Provided text
>>>>

Pump just keeps on running after start up I've checked for leeks replaced pump and filter still the same thing happens starting to do my head in. Has anyone had the same issue any pointers would be really helpful thanks in advance Mark


Apr 25, 2018
 
Hi Nodge68 thanks for your reply
the low pressure fuel pump used to come on for about 45 seconds when ignition was turned on then it would cut off.
Recently I noticed the pump started getting louder and running continuosly also car would hold back a bit on motorway so I changed the fuel filter no difference changed the low pressure fuel pump still no change I can't see any leaks anywhere checked for fault codes nothing I'm just worried the pump might burn itself out.
 
Just having a little fun :D

We weren’t sure what you meant - you said the pump runs continuously after start-up, which generally means a running engine.

With the key at position II, the pump should run for a short while and cut out, and yours is not cutting out. First thing to rule out is a stuck fuel pump relay. This is in the engine compartment fusebox. Swap it for a similar one nearby and see if the pump now cuts out after an interval.
 
Thanks guys very funny anyhow cheers for getting back to me really appreciate it I wil try a different relay in the morning and let you know how I got on thankyou.
 
Hi Nodge68 thanks for your reply
the low pressure fuel pump used to come on for about 45 seconds when ignition was turned on then it would cut off.
Recently I noticed the pump started getting louder and running continuosly also car would hold back a bit on motorway so I changed the fuel filter no difference changed the low pressure fuel pump still no change I can't see any leaks anywhere checked for fault codes nothing I'm just worried the pump might burn itself out.

The low pressure fuel pump will run the whole time the engine is running, that's normal. With the ignition on and the engine off, it will run for about 45 seconds after the pressure exceeds a minimum threshold.

A noisy pump is down to pump wear or a low quality pump. It can also be noisy if there's an air lock in the pump feed pipe.
 
Afternoon all so tryed different relay as suggested but still not cutting out after interval.with key in position ll it just keeps going for about two minutes then it stops but as soon as you turn key to position lll and start the engine it kicks straight back in again but at a more high pitch level and keeps going until engine is switched off.
any ideas anyone please
Thanks in advance
Mark x
 
still not cutting out after interval.with key in position ll it just keeps going for about two minutes then it stops

This is a contradiction. You say it’s not cutting out, then say it stops after two minutes. That might be a bit long (see below).

as you turn key to position lll and start the engine it kicks straight back in again but at a more high pitch level and keeps going until engine is switched off.

*Deep breath* THIS IS NORMAL! The fuel pump has to run for the engine to work... The higher pitch is because, with the engine running, system voltage is higher.

I just don’t get what you’re asking. If your pump is noisy, what brand did you replace it with? Use a LR genuine one (Pierburg, I think). An aftermarket pump is often noisy and may be failing to develop the right pressure, hence the prolonged prime.

<<<<

Extracted material
>>>>

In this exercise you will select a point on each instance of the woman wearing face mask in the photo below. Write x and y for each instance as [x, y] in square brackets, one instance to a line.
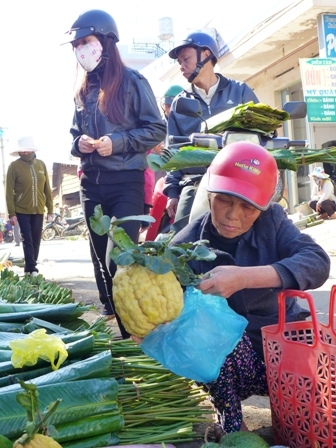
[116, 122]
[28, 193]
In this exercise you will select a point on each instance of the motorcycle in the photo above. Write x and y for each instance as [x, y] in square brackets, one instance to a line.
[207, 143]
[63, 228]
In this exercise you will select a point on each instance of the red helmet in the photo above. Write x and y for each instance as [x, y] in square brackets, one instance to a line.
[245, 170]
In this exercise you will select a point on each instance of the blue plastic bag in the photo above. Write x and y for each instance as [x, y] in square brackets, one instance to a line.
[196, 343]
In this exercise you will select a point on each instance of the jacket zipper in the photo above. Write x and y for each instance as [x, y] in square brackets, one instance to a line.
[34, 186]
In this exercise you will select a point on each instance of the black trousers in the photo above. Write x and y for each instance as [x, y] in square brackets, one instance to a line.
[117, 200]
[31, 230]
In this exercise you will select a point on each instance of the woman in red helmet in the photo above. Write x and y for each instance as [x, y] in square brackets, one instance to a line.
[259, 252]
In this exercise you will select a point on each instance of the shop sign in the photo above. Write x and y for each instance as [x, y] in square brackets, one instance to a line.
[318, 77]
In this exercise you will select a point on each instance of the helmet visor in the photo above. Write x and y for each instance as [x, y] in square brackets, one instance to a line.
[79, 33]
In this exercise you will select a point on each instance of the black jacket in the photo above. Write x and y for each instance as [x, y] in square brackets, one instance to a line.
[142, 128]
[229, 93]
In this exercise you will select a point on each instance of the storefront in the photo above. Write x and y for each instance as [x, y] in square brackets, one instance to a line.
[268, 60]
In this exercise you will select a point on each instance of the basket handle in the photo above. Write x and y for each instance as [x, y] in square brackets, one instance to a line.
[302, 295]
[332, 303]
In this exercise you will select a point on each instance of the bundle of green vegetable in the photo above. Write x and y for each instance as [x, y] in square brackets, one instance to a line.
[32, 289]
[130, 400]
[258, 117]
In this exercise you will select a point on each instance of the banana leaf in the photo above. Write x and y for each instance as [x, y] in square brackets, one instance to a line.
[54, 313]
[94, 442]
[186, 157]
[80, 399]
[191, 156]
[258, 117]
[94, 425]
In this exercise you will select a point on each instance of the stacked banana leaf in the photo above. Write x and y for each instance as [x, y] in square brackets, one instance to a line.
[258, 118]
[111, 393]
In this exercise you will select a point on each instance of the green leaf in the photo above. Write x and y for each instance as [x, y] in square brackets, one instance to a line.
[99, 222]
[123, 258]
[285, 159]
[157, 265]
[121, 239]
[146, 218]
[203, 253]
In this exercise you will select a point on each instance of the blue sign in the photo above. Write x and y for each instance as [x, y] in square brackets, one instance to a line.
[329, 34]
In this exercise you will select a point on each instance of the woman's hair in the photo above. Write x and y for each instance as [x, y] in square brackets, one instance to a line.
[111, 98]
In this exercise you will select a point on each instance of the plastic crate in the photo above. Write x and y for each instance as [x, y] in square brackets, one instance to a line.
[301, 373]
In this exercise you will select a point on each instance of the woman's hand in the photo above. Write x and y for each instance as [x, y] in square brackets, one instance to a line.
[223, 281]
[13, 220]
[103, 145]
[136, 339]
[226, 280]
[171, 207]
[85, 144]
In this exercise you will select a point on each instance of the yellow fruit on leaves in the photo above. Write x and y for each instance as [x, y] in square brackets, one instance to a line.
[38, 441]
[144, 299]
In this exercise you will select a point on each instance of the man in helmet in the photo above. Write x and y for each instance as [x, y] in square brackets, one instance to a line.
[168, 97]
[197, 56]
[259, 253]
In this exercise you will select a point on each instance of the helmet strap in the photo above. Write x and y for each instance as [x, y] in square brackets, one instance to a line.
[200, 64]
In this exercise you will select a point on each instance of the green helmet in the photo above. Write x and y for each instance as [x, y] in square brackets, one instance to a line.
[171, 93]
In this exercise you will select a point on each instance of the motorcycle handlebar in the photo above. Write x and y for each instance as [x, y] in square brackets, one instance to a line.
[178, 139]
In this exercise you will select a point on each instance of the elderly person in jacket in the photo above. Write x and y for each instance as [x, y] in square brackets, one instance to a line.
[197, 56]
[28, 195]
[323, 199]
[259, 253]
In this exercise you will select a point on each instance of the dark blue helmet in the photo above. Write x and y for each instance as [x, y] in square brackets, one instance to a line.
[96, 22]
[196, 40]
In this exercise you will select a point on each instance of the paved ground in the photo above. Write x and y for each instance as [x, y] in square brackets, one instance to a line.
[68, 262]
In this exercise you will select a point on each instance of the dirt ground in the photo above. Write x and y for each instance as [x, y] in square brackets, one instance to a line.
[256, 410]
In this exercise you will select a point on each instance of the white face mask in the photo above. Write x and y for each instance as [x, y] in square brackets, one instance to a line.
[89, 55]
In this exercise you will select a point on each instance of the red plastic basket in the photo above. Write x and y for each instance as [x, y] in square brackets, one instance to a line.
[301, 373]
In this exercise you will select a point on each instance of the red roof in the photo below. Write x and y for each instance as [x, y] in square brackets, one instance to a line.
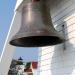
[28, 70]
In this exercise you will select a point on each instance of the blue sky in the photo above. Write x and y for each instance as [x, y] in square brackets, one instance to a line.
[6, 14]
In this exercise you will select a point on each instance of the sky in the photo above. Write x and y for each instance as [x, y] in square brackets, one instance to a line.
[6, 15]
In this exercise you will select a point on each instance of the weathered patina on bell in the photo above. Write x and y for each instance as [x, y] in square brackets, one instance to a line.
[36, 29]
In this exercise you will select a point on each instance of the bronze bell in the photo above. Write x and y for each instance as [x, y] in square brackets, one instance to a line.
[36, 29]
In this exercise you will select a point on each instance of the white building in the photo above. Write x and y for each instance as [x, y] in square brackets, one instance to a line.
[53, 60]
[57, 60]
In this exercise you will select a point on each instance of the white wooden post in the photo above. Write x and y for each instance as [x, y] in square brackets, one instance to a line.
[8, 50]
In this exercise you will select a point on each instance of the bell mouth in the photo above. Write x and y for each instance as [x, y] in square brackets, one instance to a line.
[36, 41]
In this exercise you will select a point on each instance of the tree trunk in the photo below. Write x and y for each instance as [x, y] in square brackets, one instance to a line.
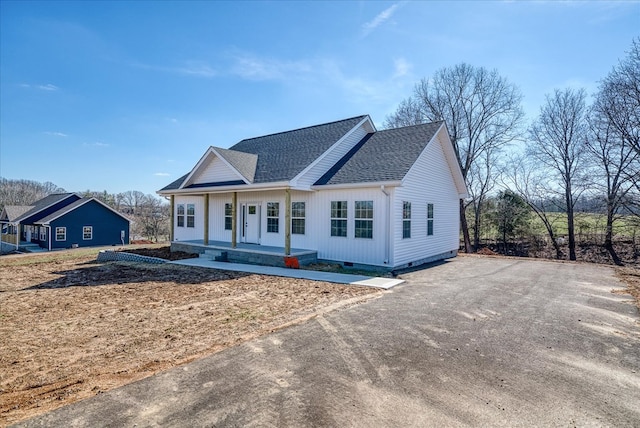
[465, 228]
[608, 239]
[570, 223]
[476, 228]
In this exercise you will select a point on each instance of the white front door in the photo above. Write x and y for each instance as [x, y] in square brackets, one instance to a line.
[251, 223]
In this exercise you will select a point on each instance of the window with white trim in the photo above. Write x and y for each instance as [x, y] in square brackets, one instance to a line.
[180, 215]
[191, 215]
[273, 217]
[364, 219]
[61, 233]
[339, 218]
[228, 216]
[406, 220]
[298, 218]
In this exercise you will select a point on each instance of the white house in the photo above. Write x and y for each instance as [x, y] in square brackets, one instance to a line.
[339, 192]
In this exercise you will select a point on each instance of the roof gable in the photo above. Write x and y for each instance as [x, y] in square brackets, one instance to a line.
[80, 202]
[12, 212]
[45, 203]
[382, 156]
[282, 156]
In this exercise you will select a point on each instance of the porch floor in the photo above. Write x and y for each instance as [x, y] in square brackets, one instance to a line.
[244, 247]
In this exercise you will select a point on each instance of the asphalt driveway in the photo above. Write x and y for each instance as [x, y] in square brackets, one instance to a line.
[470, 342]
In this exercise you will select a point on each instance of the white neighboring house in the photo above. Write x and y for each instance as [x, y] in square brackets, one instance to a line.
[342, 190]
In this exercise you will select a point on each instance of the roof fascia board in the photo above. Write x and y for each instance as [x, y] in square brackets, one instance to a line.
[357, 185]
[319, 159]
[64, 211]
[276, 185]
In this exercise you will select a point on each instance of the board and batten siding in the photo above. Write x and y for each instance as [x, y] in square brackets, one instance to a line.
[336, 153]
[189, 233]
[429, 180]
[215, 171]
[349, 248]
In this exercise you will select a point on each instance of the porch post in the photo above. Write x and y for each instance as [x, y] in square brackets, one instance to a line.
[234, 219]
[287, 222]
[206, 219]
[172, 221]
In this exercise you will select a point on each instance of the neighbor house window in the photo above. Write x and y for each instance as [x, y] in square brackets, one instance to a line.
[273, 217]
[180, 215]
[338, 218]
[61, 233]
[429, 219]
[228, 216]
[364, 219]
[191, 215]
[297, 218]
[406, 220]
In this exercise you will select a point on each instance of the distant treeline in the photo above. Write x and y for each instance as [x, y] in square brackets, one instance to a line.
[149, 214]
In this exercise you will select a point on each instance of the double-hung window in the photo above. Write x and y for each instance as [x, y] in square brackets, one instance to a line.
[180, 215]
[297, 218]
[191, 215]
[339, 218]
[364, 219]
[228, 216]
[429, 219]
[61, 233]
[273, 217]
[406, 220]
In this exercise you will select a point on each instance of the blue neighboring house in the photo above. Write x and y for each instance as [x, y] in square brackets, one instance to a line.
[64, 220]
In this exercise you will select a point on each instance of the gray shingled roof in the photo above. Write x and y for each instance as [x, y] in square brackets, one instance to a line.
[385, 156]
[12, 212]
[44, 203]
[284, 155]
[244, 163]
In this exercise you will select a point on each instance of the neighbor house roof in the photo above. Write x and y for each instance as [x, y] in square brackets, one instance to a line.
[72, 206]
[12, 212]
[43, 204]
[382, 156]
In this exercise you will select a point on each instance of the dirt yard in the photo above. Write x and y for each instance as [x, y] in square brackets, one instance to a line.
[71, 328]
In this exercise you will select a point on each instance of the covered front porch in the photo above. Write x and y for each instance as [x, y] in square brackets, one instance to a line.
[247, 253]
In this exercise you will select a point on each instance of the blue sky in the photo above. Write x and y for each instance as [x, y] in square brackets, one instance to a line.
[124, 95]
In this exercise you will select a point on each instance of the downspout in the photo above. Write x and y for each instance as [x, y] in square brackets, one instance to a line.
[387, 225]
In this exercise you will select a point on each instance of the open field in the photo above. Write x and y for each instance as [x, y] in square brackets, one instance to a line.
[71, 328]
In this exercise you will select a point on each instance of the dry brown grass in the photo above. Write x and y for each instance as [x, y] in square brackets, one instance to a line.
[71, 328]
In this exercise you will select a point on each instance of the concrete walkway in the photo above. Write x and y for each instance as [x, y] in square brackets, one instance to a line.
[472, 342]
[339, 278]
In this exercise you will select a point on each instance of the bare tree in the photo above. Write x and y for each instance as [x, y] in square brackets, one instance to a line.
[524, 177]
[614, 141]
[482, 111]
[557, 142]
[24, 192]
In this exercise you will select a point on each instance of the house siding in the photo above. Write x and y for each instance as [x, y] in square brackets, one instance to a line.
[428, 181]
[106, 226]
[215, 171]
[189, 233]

<<<<

List of tasks
[1] From the fuel pump thread, list the causes of a noisy pump given in the passage that begins "A noisy pump is down to".
[2] Print the passage of the fuel pump thread starting at "any ideas anyone" and ending at "the prolonged prime.".

Solutions by task
[1]
- Pump wear
- A low quality pump
- An air lock in the pump feed pipe

[2]
any ideas anyone please
Thanks in advance
Mark x
 
still not cutting out after interval.with key in position ll it just keeps going for about two minutes then it stops

This is a contradiction. You say it’s not cutting out, then say it stops after two minutes. That might be a bit long (see below).

as you turn key to position lll and start the engine it kicks straight back in again but at a more high pitch level and keeps going until engine is switched off.

*Deep breath* THIS IS NORMAL! The fuel pump has to run for the engine to work... The higher pitch is because, with the engine running, system voltage is higher.

I just don’t get what you’re asking. If your pump is noisy, what brand did you replace it with? Use a LR genuine one (Pierburg, I think). An aftermarket pump is often noisy and may be failing to develop the right pressure, hence the prolonged prime.